TEXT PROVIDED |
--- START ---
LINGUIST List 14.2883

Wed Oct 22 2003

Diss: Typology/Syntax: Henadeerage: 'Topics...'

Editor for this issue: Takako Matsui <>


  1. kumara.henadeerage, Topics in Sinhala Syntax

Message 1: Topics in Sinhala Syntax

Date: Wed, 22 Oct 2003 01:41:26 +0000
From: kumara.henadeerage <>
Subject: Topics in Sinhala Syntax

Institution: Australian National University
Program: Department of Linguistics
Dissertation Status: Completed
Degree Date: 2002

Author: Kumara Henadeerage 

Dissertation Title: Topics in Sinhala Syntax

Dissertation URL:

Linguistic Field: Typology, Syntax, Semantics, Linguistic Theories,
General Linguistics 

Subject Language: Sinhala (code: SNH)

Subject Language Family: Indo-European (code: )

Dissertation Director 1: Avery Andrews
Dissertation Director 2: Cindy Allen

Dissertation Abstract: 

This study is a detailed investigation of a number of issues in
colloquial Sinhala morphosyntax. These issues primarily concern
grammatical relations, argument structure, phrase structure and focus
constructions. The theoretical framework of this study is Lexical
Functional Grammar.

Chapter 1 introduces the issues to be discussed, followed by a brief
introduction of some essential aspects of colloquial Sinhala as
background for the discussion in the following chapters. In Chapter 2
we present basic concepts of the theoretical framework of Lexical
Functional Grammar.
--- END ---
DATASET |
--- START ---
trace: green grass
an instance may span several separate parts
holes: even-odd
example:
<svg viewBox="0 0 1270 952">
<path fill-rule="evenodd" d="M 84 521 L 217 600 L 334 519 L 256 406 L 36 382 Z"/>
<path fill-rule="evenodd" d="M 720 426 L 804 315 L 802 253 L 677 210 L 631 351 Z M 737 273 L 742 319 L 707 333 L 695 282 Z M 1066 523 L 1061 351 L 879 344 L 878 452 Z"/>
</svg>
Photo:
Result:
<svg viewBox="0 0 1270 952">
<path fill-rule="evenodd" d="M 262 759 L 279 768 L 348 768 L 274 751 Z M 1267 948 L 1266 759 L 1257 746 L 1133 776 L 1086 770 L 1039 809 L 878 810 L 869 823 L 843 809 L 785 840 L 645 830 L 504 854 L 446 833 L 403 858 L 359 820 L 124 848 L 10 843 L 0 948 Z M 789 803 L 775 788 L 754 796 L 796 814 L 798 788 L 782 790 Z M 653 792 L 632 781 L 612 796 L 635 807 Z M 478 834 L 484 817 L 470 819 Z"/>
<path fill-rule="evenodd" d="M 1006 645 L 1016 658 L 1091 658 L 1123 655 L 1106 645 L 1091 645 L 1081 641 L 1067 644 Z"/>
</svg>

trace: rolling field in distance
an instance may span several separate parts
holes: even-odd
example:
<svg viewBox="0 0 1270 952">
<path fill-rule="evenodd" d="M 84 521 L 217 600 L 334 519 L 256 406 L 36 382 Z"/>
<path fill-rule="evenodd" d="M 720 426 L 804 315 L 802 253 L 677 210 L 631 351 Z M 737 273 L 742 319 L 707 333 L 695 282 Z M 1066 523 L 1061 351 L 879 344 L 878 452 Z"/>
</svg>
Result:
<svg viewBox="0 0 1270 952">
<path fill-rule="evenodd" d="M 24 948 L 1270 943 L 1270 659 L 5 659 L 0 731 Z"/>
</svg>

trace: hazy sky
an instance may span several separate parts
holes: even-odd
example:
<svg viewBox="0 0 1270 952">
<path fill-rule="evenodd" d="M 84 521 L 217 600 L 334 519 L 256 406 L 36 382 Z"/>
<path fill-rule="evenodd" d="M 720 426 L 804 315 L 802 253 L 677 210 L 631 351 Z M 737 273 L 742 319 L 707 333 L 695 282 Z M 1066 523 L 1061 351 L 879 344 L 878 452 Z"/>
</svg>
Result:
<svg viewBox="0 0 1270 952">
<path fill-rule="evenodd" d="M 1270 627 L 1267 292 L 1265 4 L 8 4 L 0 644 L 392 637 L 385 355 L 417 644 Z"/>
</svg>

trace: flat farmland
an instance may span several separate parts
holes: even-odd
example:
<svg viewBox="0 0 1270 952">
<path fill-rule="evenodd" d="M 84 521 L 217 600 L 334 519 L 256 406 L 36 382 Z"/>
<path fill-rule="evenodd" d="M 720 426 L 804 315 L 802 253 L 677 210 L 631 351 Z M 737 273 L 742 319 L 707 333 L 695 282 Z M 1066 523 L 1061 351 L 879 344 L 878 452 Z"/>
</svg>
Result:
--- END ---
EXERCISE OBJECTIVE | Quote the dissertation listing word for word, beginning at the words "Author: Kumara Henadeerage" and stopping after "Indo-European (code: )". These records were taken from a different source.

RESPONSE |
Author: Kumara Henadeerage 

Dissertation Title: Topics in Sinhala Syntax

Dissertation URL:

Linguistic Field: Typology, Syntax, Semantics, Linguistic Theories,
General Linguistics 

Subject Language: Sinhala (code: SNH)

Subject Language Family: Indo-European (code: )